**Short task:**
Transcribe every record that appears below, exactly and in full.

**The input:**
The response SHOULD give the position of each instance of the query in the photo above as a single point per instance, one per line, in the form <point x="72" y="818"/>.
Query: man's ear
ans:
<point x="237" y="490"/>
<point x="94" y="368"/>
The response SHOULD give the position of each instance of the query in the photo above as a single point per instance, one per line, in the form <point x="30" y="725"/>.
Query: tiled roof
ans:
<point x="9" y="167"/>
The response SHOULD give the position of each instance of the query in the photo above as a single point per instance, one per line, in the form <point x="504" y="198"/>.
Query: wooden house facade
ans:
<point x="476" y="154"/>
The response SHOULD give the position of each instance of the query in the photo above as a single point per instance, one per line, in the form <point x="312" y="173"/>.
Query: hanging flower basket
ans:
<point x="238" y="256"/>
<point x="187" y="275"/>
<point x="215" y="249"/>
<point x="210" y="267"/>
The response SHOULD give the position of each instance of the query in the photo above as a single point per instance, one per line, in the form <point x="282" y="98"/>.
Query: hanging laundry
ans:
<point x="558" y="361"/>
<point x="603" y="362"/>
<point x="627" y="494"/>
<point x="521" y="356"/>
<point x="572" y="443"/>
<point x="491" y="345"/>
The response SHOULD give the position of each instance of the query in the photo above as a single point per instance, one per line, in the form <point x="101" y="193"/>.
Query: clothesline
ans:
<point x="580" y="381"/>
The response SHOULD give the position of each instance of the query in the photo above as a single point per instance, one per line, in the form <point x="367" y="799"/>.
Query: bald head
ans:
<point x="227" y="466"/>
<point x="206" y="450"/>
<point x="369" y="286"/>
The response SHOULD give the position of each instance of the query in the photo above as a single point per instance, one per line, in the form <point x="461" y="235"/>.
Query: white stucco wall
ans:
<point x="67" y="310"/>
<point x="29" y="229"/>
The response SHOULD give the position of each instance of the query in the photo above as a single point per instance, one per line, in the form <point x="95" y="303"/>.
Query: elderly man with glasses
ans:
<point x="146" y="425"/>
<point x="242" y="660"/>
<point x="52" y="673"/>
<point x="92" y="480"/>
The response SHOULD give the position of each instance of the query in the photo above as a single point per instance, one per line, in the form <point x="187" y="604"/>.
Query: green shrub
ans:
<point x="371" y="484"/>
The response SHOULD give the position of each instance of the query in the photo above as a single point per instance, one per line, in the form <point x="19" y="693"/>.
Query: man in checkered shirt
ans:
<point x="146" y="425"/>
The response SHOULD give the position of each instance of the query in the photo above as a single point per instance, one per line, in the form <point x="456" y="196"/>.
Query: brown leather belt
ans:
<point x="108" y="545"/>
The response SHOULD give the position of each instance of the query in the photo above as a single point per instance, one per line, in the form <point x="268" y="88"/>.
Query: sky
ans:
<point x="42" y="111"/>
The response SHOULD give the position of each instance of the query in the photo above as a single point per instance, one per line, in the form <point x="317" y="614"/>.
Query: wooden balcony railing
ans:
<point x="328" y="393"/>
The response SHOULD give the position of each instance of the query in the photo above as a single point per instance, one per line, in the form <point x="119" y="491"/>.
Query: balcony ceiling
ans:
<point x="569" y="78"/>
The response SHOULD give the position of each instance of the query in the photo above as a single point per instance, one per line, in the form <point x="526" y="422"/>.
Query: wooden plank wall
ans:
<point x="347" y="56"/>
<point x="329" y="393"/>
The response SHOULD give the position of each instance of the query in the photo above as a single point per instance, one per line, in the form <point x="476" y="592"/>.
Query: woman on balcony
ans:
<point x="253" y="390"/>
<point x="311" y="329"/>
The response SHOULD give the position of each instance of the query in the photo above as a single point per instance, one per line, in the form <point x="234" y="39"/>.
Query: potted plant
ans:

**Answer to the task:**
The response SHOULD give the position of each instance of the query in the photo above as a single point per instance, one per line, in the form <point x="72" y="818"/>.
Query: man's ear
ans:
<point x="237" y="490"/>
<point x="94" y="368"/>
The response SHOULD give the position of each instance of the query in the photo above as a single point per instance, one per line, in the form <point x="30" y="725"/>.
Query: tiled roof
ans:
<point x="9" y="167"/>
The response SHOULD give the position of each instance of the query in the photo above as a single point per instance, one per line, in the form <point x="504" y="198"/>.
Query: wooden house facade
ans:
<point x="476" y="154"/>
The response SHOULD give the position of each instance of the query in the photo above as a single point per instance, one per line, in the form <point x="312" y="173"/>.
Query: hanging flower basket
ans:
<point x="238" y="256"/>
<point x="187" y="275"/>
<point x="215" y="249"/>
<point x="210" y="267"/>
The response SHOULD give the position of each instance of the query in the photo above as a single point per instance, one per line, in the form <point x="282" y="98"/>.
Query: hanging laundry
ans:
<point x="558" y="361"/>
<point x="603" y="362"/>
<point x="627" y="494"/>
<point x="521" y="356"/>
<point x="572" y="443"/>
<point x="491" y="345"/>
The response SHOULD give the position of each instance of the query in the photo above as a single point per instance, one per line, in the form <point x="101" y="193"/>.
Query: clothesline
ans:
<point x="580" y="381"/>
The response SHOULD give the position of each instance of the query in the photo above as a single point per instance, one per line, in the form <point x="367" y="799"/>.
Query: bald head
ans:
<point x="227" y="466"/>
<point x="206" y="450"/>
<point x="369" y="286"/>
The response SHOULD give the position of each instance of the query in the photo above as a single point per instance, one per line, in the form <point x="461" y="235"/>.
Query: white stucco wall
ans:
<point x="67" y="310"/>
<point x="29" y="229"/>
The response SHOULD give the position of each instance of the query in the photo above as a single point per instance, one per line, in the form <point x="95" y="303"/>.
Query: elderly man with glasses
ans:
<point x="146" y="425"/>
<point x="242" y="660"/>
<point x="52" y="673"/>
<point x="92" y="480"/>
The response SHOULD give the position of each instance of the query in the photo above as a single point per instance, one per line, in the form <point x="187" y="604"/>.
Query: green shrub
ans:
<point x="371" y="484"/>
The response SHOULD give the position of each instance of the query in the photo above as a single point per instance, one per line, in the form <point x="19" y="693"/>.
Query: man in checkered shirt
ans:
<point x="146" y="425"/>
The response SHOULD give the position of each instance of the query in the photo above as a single point per instance, one per line, in the form <point x="456" y="196"/>.
Query: brown leather belt
ans:
<point x="108" y="545"/>
The response SHOULD give the position of each instance of the query in the photo above as a single point per instance, one per line, in the form <point x="268" y="88"/>.
Query: sky
ans:
<point x="42" y="111"/>
The response SHOULD give the position of each instance of the query in the photo above as a single point per instance, one per line, in the form <point x="317" y="614"/>.
Query: wooden balcony railing
ans:
<point x="328" y="393"/>
The response SHOULD give the position of each instance of the query in the photo above as a single point per instance, one per line, in the form <point x="119" y="491"/>.
Query: balcony ceiling
ans:
<point x="569" y="78"/>
The response SHOULD give the position of each instance of the query in the photo above as a single point per instance, one per line, in the form <point x="526" y="422"/>.
Query: wooden plank wall
ans:
<point x="347" y="56"/>
<point x="329" y="393"/>
The response SHOULD give the position of each instance of the query in the photo above as a single point per instance, one per line, in the form <point x="476" y="592"/>.
Query: woman on balcony
ans:
<point x="253" y="390"/>
<point x="311" y="329"/>
The response SHOULD give the position of each instance of the query in the photo above as a single point per instance, one per line, in the form <point x="234" y="39"/>.
Query: potted plant
ans:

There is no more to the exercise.